[Job] Please turn the lines from the one containing "Outline every instance of the black" up to and including the one containing "77 134 L 67" into a JSON list of strings, one string per line, with blank lines left out. Include no other lines.
─── Input rows
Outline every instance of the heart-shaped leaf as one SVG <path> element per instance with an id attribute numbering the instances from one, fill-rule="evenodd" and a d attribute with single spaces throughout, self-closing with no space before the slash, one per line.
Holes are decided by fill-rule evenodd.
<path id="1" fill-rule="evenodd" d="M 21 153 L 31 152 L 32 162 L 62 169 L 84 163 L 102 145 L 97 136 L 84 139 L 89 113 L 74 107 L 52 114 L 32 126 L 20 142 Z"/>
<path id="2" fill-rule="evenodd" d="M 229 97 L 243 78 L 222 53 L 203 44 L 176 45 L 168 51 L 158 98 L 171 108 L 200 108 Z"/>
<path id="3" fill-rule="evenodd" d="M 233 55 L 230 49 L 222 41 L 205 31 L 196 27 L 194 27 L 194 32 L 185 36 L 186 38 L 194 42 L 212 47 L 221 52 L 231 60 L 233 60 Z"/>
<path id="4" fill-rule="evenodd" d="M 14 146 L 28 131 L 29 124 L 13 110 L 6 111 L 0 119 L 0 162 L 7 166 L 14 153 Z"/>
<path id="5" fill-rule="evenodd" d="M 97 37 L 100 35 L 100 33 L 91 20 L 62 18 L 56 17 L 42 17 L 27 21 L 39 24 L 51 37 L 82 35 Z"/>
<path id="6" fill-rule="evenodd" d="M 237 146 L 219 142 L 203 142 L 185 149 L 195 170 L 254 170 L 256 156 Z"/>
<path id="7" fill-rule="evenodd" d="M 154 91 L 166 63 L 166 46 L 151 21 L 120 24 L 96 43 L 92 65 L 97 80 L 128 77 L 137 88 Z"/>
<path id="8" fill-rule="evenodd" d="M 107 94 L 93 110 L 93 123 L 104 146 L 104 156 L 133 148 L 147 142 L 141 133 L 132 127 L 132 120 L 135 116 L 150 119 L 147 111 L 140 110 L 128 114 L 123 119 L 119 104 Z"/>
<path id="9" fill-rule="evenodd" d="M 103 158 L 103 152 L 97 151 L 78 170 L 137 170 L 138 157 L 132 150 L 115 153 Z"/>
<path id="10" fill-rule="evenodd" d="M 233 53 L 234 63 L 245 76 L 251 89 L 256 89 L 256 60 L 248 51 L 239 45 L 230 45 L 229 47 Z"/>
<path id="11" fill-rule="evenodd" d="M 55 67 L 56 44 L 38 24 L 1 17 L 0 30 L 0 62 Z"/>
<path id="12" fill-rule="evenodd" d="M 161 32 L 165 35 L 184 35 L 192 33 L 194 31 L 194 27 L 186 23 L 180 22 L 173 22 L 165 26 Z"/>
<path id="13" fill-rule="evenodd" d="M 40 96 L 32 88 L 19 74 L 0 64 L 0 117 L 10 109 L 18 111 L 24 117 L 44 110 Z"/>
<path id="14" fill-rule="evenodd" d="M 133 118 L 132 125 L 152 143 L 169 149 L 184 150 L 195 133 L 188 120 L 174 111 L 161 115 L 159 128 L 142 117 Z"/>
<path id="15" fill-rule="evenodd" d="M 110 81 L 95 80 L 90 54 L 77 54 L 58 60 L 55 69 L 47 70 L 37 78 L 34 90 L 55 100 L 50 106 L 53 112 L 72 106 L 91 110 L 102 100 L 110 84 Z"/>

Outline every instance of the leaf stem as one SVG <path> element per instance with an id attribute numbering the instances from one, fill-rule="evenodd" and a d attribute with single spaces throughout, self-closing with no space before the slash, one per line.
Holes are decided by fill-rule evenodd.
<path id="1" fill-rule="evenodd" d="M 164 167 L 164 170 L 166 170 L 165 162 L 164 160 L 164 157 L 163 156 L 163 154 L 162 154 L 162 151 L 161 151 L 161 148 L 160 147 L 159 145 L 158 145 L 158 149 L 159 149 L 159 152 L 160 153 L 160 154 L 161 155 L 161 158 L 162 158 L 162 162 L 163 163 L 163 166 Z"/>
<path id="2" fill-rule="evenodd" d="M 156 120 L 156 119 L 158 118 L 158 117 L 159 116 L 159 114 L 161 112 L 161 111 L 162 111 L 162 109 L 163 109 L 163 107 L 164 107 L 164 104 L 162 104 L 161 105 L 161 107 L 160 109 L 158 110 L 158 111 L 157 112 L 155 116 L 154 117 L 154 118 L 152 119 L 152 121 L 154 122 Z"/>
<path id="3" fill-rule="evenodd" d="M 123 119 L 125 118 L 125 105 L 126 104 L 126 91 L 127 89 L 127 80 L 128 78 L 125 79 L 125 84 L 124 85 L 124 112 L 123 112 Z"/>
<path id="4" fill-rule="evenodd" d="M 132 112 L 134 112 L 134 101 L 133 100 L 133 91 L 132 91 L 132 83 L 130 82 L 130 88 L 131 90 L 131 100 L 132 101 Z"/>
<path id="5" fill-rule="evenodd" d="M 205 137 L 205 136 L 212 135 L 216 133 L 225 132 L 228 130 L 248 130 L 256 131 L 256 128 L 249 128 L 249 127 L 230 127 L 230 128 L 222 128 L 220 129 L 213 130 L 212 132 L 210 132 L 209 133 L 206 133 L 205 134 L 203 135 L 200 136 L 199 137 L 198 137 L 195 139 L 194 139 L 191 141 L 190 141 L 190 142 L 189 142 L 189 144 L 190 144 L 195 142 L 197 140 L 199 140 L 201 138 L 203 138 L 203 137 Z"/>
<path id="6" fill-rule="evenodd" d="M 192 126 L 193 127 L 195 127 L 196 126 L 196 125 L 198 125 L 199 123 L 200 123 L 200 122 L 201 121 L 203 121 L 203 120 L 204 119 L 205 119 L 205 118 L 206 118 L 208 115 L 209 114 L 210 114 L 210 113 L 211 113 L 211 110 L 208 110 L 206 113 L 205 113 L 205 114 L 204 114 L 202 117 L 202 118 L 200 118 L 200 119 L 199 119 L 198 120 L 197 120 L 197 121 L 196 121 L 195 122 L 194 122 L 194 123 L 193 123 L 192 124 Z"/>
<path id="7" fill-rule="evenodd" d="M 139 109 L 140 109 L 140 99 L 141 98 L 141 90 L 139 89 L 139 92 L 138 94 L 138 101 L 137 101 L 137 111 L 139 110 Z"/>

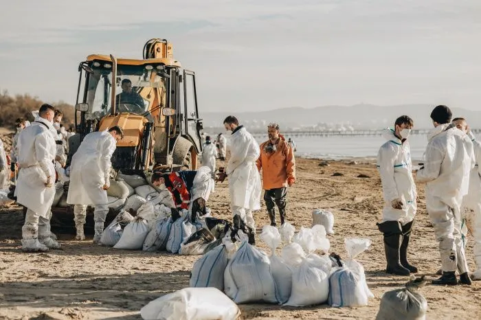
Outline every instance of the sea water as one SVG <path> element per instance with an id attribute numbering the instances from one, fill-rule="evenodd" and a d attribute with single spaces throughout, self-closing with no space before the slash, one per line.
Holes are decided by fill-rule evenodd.
<path id="1" fill-rule="evenodd" d="M 287 139 L 289 137 L 286 137 Z M 259 144 L 267 139 L 257 138 Z M 375 158 L 379 147 L 386 141 L 382 136 L 357 137 L 293 137 L 296 144 L 296 157 L 339 159 L 351 157 Z M 423 159 L 427 144 L 426 135 L 411 135 L 408 141 L 411 147 L 411 158 Z"/>

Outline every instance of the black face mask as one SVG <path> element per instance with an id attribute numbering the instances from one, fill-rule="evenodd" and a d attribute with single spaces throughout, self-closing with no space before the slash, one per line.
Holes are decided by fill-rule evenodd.
<path id="1" fill-rule="evenodd" d="M 267 153 L 273 153 L 277 151 L 277 148 L 276 147 L 275 144 L 272 144 L 269 142 L 264 147 L 264 151 L 265 151 Z"/>

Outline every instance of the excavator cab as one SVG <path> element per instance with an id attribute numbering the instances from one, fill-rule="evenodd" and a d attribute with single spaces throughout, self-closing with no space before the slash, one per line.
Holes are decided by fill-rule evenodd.
<path id="1" fill-rule="evenodd" d="M 76 133 L 69 139 L 67 165 L 87 135 L 118 126 L 124 138 L 111 159 L 116 170 L 144 175 L 150 170 L 197 169 L 203 125 L 195 73 L 181 68 L 166 40 L 147 41 L 142 59 L 90 55 L 78 71 Z M 52 227 L 74 231 L 73 206 L 63 205 L 52 208 Z M 87 209 L 86 232 L 93 230 L 92 212 Z M 109 214 L 106 225 L 116 214 Z"/>
<path id="2" fill-rule="evenodd" d="M 77 134 L 67 163 L 86 135 L 119 126 L 124 137 L 112 158 L 114 169 L 197 168 L 203 126 L 195 73 L 181 69 L 167 41 L 148 41 L 142 60 L 91 55 L 78 69 Z"/>

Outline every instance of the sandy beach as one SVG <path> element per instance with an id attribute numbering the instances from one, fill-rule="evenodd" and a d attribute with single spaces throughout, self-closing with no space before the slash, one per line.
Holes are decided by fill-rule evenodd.
<path id="1" fill-rule="evenodd" d="M 407 281 L 407 277 L 383 272 L 382 236 L 376 227 L 383 202 L 375 163 L 357 159 L 330 161 L 328 165 L 320 166 L 318 159 L 296 160 L 298 181 L 288 194 L 288 220 L 298 231 L 311 225 L 313 209 L 331 209 L 335 219 L 335 234 L 329 236 L 331 251 L 342 258 L 345 238 L 371 239 L 370 250 L 358 261 L 366 268 L 375 297 L 368 306 L 355 308 L 240 305 L 242 319 L 374 319 L 383 293 Z M 419 274 L 431 279 L 440 260 L 425 210 L 424 187 L 418 185 L 418 190 L 420 203 L 410 258 Z M 212 216 L 230 218 L 229 203 L 227 183 L 218 183 L 208 202 Z M 263 204 L 254 218 L 258 230 L 268 223 Z M 139 310 L 148 302 L 188 286 L 192 264 L 200 258 L 116 250 L 93 244 L 91 236 L 79 242 L 71 235 L 59 236 L 61 251 L 24 253 L 20 250 L 21 225 L 19 207 L 0 208 L 0 319 L 141 319 Z M 267 249 L 256 240 L 258 247 Z M 472 243 L 469 236 L 467 255 L 471 270 Z M 427 300 L 427 319 L 481 319 L 481 282 L 454 287 L 427 284 L 421 292 Z"/>

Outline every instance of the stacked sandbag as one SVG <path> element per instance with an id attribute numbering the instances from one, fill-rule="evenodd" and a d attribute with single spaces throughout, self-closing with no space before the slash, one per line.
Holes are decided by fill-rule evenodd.
<path id="1" fill-rule="evenodd" d="M 149 231 L 147 220 L 141 217 L 135 217 L 124 229 L 120 240 L 113 247 L 126 250 L 142 249 Z"/>
<path id="2" fill-rule="evenodd" d="M 225 294 L 236 304 L 278 304 L 271 262 L 265 253 L 244 240 L 224 273 Z"/>
<path id="3" fill-rule="evenodd" d="M 125 201 L 125 205 L 124 205 L 124 210 L 136 214 L 140 207 L 146 202 L 147 201 L 145 198 L 138 194 L 133 194 L 127 198 L 126 201 Z"/>
<path id="4" fill-rule="evenodd" d="M 142 319 L 234 320 L 238 308 L 215 288 L 186 288 L 150 301 L 140 310 Z"/>
<path id="5" fill-rule="evenodd" d="M 221 239 L 219 239 L 221 240 Z M 224 272 L 228 253 L 225 246 L 219 245 L 194 264 L 189 284 L 192 287 L 214 287 L 224 290 Z"/>
<path id="6" fill-rule="evenodd" d="M 313 211 L 313 227 L 316 225 L 323 225 L 327 234 L 334 234 L 334 215 L 332 212 L 322 209 Z"/>
<path id="7" fill-rule="evenodd" d="M 155 221 L 144 241 L 142 250 L 144 251 L 164 251 L 167 248 L 170 230 L 172 229 L 172 218 L 159 218 Z"/>
<path id="8" fill-rule="evenodd" d="M 427 301 L 418 290 L 425 284 L 424 275 L 416 278 L 412 275 L 405 288 L 384 293 L 376 320 L 425 320 Z"/>
<path id="9" fill-rule="evenodd" d="M 344 267 L 335 268 L 329 278 L 328 304 L 338 308 L 367 306 L 372 294 L 368 288 L 362 265 L 353 259 L 369 247 L 370 241 L 346 239 L 345 243 L 349 259 Z"/>
<path id="10" fill-rule="evenodd" d="M 281 242 L 280 233 L 276 227 L 267 225 L 262 228 L 260 238 L 271 249 L 271 274 L 276 283 L 277 299 L 280 304 L 284 304 L 291 297 L 293 269 L 276 255 L 276 249 Z"/>
<path id="11" fill-rule="evenodd" d="M 129 196 L 128 185 L 123 180 L 116 181 L 110 180 L 110 187 L 107 189 L 107 196 L 120 199 L 125 199 Z"/>
<path id="12" fill-rule="evenodd" d="M 128 212 L 121 212 L 104 230 L 100 243 L 105 246 L 115 246 L 120 240 L 124 228 L 133 220 L 133 217 Z"/>

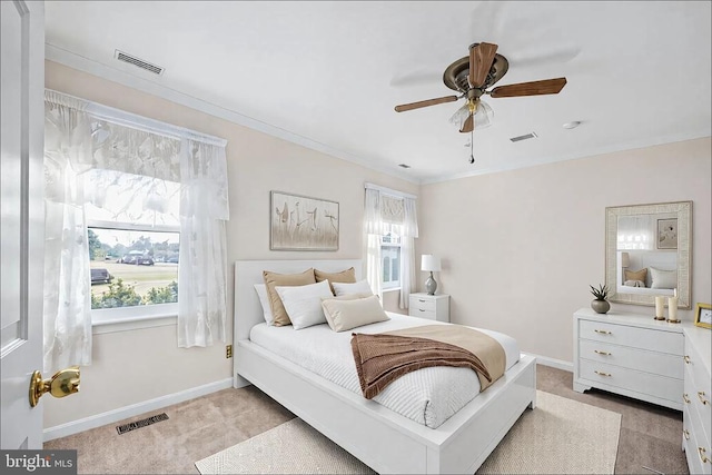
──────
[Complete response]
[
  "Outline every instance of the black face mask as one SVG <path> element per instance with an id attribute numbering the instances from one, fill-rule=\"evenodd\" and a d attribute with single spaces throughout, self-closing with no space before the slash, one per line.",
  "Holes are decided by fill-rule evenodd.",
  "<path id=\"1\" fill-rule=\"evenodd\" d=\"M 267 153 L 273 153 L 277 151 L 277 148 L 276 147 L 275 144 L 272 144 L 269 142 L 264 147 L 264 151 L 265 151 Z\"/>",
  "Outline every instance of the excavator cab as one SVG <path> element per instance with an id attribute numbering the instances from one, fill-rule=\"evenodd\" and a d attribute with single spaces throughout, self-closing with no space before the slash, one per line.",
  "Holes are decided by fill-rule evenodd.",
  "<path id=\"1\" fill-rule=\"evenodd\" d=\"M 76 133 L 69 139 L 67 165 L 87 135 L 118 126 L 124 138 L 111 159 L 116 170 L 144 175 L 150 170 L 197 169 L 203 125 L 195 73 L 181 68 L 166 40 L 147 41 L 142 59 L 90 55 L 78 71 Z M 52 227 L 74 231 L 73 206 L 63 205 L 52 208 Z M 87 209 L 86 232 L 93 230 L 92 212 Z M 109 214 L 106 225 L 116 214 Z\"/>",
  "<path id=\"2\" fill-rule=\"evenodd\" d=\"M 77 134 L 67 163 L 86 135 L 119 126 L 124 137 L 112 158 L 114 169 L 197 168 L 203 126 L 195 73 L 181 69 L 167 41 L 148 41 L 142 60 L 91 55 L 78 69 Z\"/>"
]